Page text ->
• • •

On Dec 20, 2013, at 1:09 PM, Thomas Streeter <thomas.streeter@uvm.edu> wrote:
Example of a cool drupal theme: http://envato.tabvn.com/demo.php?theme=centum
The main question is: could Salli and I use something like this to run our Dept. webpage without a hellacious learning curve?
Tom
On Dec 20, 2013, at 9:00 AM, Thomas Streeter <thomas.streeter@uvm.edu> wrote:
Hi Wes, Hope. Here’s the background: several of the Departments in CAS were frustrated with the College’s “one size MUST fit all” required template for departmental websites. The required templates not only make all Departments look the same, but they were always a bit of a pain to use and cluttered with irrelevant info., and in the past couple of years they have become woefully out of date. So I got permission from the CAS Dean to experiment with an alternative, and used Rapidweaver to throw up a website that was more efficient, up to date, responsive, and easier to navigate, particularly for students. For me, it’s drag and drop and a breeze to update, which a Chair constantly needs to do. (http://www.uvm.edu/sociology) Students uniformly say they like it better (though at this point it’s very plain).
But this is not a generalizable solution, and I’m told that the future of web development in general is drupal or wordpress; systems like Rapidweaver are on their way out. And word is that the UVM web team intends to move everyone to drupal (and at least some in the Dean’s office expect that they will go back to the one-size-must-fit-all policy, except on some kind of drupal template).

• • •

Given material ->
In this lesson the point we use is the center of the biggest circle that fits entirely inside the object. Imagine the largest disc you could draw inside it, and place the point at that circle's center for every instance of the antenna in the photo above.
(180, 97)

• • •

Goal of the exercise -> Can you sum up the email thread in two sentences?

Written solution -> Frustrated with the College's required one-size-must-fit-all template for departmental websites, which had grown out of date, Thomas Streeter got permission from the CAS Dean to build an alternative sociology site with Rapidweaver that is easy for him to update and that students say they like better. Because that approach isn't generalizable and the UVM web team reportedly plans to move everyone to drupal, he shares an example drupal theme and asks whether he and Salli could use something like it to run their department webpage without a hellacious learning curve.